▶ _Required work_
Write out each entry, exactly the way it appears.

▶ _Source information_
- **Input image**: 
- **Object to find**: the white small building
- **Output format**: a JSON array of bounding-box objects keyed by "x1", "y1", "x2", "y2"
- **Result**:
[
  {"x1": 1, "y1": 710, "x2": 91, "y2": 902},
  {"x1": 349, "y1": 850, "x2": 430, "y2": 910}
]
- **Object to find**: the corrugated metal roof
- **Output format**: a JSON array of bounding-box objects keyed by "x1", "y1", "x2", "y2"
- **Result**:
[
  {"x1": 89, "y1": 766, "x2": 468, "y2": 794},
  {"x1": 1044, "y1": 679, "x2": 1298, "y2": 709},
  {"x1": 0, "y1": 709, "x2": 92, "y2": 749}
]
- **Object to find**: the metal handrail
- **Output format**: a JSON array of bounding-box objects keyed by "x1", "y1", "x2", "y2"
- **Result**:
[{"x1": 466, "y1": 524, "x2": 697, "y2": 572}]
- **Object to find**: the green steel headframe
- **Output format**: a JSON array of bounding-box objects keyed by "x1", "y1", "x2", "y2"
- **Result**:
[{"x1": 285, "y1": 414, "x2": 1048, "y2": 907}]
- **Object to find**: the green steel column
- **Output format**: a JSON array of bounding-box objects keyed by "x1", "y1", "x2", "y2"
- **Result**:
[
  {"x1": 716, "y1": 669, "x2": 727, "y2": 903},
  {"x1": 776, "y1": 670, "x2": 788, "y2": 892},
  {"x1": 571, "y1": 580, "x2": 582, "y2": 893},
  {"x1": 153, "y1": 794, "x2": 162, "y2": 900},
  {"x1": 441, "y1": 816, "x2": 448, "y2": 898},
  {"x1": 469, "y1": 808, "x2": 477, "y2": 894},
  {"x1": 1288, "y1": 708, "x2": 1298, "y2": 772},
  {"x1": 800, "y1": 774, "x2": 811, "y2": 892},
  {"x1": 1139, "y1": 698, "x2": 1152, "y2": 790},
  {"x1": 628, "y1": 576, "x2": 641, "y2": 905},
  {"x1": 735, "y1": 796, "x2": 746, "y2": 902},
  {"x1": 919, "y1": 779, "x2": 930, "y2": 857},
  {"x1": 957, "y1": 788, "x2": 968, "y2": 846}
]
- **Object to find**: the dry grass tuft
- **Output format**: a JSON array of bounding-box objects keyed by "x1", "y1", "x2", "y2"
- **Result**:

▶ _Task response_
- **Input image**: 
- **Object to find**: the white small building
- **Output format**: a JSON array of bounding-box objects keyed by "x1", "y1", "x2", "y2"
- **Result**:
[
  {"x1": 1, "y1": 710, "x2": 91, "y2": 902},
  {"x1": 349, "y1": 850, "x2": 430, "y2": 910}
]
- **Object to find**: the corrugated metal roof
- **Output format**: a JSON array of bounding-box objects keyed by "x1", "y1", "x2", "y2"
- **Result**:
[
  {"x1": 89, "y1": 766, "x2": 468, "y2": 794},
  {"x1": 1044, "y1": 679, "x2": 1298, "y2": 709},
  {"x1": 0, "y1": 709, "x2": 92, "y2": 749}
]
- **Object to find**: the metal handrail
- **Output format**: a JSON array of bounding-box objects keyed by "x1", "y1", "x2", "y2"
- **Result**:
[{"x1": 466, "y1": 524, "x2": 697, "y2": 572}]
- **Object to find**: the green steel headframe
- **Output format**: a JSON array of bounding-box objects keyed by "x1", "y1", "x2", "y2"
- **Result**:
[{"x1": 285, "y1": 414, "x2": 1048, "y2": 907}]
- **Object to find**: the green steel column
- **Output format**: a JSON array of bounding-box objects keyed by "x1", "y1", "x2", "y2"
- **Result**:
[
  {"x1": 716, "y1": 669, "x2": 727, "y2": 903},
  {"x1": 776, "y1": 670, "x2": 788, "y2": 892},
  {"x1": 571, "y1": 580, "x2": 582, "y2": 893},
  {"x1": 153, "y1": 794, "x2": 162, "y2": 900},
  {"x1": 441, "y1": 816, "x2": 448, "y2": 898},
  {"x1": 469, "y1": 808, "x2": 477, "y2": 894},
  {"x1": 1288, "y1": 708, "x2": 1298, "y2": 772},
  {"x1": 800, "y1": 774, "x2": 811, "y2": 892},
  {"x1": 1139, "y1": 698, "x2": 1152, "y2": 790},
  {"x1": 628, "y1": 576, "x2": 641, "y2": 905},
  {"x1": 735, "y1": 796, "x2": 746, "y2": 902},
  {"x1": 919, "y1": 779, "x2": 930, "y2": 857},
  {"x1": 957, "y1": 788, "x2": 968, "y2": 846}
]
- **Object to find**: the dry grass tuft
- **Output format**: a JSON array of bounding-box objects keyed by "x1", "y1", "x2", "y2"
- **Result**:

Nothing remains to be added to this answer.